# [Work required]
The line count for "green" is all that is needed: say how many lines in the listing below contain it.

# [Data in this exercise]

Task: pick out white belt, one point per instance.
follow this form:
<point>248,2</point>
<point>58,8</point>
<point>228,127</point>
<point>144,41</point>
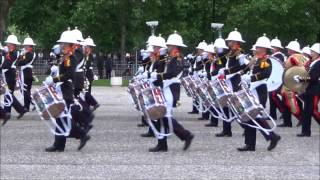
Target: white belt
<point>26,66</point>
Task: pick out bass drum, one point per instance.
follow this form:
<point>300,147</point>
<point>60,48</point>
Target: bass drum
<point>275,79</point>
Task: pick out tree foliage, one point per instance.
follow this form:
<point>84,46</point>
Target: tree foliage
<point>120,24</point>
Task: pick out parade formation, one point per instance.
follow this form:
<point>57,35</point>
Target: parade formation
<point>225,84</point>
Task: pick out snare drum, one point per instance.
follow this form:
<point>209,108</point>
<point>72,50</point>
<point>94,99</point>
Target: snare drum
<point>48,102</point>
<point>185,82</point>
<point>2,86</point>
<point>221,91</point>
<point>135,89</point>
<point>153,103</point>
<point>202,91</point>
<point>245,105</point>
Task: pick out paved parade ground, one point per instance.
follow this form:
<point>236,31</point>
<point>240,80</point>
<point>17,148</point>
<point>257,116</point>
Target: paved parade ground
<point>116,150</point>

--

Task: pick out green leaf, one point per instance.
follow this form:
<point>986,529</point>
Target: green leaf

# [Written answer]
2